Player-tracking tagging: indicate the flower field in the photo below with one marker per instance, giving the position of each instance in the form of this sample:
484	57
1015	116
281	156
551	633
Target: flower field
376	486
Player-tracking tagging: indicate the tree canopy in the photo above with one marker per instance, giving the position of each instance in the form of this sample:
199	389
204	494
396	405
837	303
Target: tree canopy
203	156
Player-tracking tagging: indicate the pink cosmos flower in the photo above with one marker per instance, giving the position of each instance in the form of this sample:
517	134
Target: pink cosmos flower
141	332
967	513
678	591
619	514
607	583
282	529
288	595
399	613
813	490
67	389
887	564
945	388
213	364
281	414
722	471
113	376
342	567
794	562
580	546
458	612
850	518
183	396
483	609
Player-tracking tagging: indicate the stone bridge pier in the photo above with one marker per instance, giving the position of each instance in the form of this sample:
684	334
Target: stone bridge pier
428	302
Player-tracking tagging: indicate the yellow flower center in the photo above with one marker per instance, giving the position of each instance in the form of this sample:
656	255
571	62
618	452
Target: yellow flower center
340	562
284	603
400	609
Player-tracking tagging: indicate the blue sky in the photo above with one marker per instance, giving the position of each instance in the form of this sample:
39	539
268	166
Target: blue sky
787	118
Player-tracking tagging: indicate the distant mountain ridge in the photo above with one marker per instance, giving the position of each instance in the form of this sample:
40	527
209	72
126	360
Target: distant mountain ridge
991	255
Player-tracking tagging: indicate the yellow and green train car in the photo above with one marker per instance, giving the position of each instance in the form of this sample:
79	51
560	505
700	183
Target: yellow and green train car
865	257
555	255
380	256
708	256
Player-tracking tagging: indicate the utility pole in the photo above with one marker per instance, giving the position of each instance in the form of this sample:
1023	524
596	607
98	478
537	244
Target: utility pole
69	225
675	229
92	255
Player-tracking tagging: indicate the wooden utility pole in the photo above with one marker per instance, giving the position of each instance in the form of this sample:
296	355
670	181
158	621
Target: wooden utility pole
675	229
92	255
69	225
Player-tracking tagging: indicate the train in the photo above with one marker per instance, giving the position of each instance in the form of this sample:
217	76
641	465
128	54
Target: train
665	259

○ ○ ○

- **GIVEN PROBLEM**
Starting at the line that contains "Player-tracking tagging: indicate the yellow flower", output each remaining line of the listing, the last line included, exactly as it appears.

- **ANSWER BELOW**
Player-tracking tagging: indicate the yellow flower center in the photo above with one marker per instance, giving the position of each instance in the form of this sample:
656	255
571	62
618	452
Target: yellow flower center
340	562
284	603
400	609
Player-tracking tagging: indicate the blue sky in the photo above with one marker per instance, giving the position of each instance in the form of this sample:
39	539
268	166
Target: blue sky
787	118
Player-tracking tagging: indicate the distant mountain ridge in the photo above with one marker per instance, giving the position of each instance in the form of this sample:
40	527
209	72
126	360
Target: distant mountain ridge
991	255
Player-tracking tagging: indicate the yellow and green train car in the photo above with one marker per instance, giving the position of each instance in the form of this sample:
79	51
560	505
700	183
Target: yellow and green train car
865	257
555	255
380	256
708	256
Player-tracking tagging: indicate the utility pole in the photo above with one marker per instance, giving the position of each instance in the form of this sample:
1023	524
596	607
98	478
537	244
Target: utility pole
69	225
675	229
92	255
Player-tracking tagging: indicate the wooden utility pole in the photo above with one marker per instance, giving the position of each instance in the form of this sample:
296	355
670	181
158	621
Target: wooden utility pole
675	229
92	255
69	225
Player-tracking tagging: indicate the train in the photo above with one marker per instance, giving the position of each instance in the form of this sample:
217	76
641	465
128	54
Target: train
665	259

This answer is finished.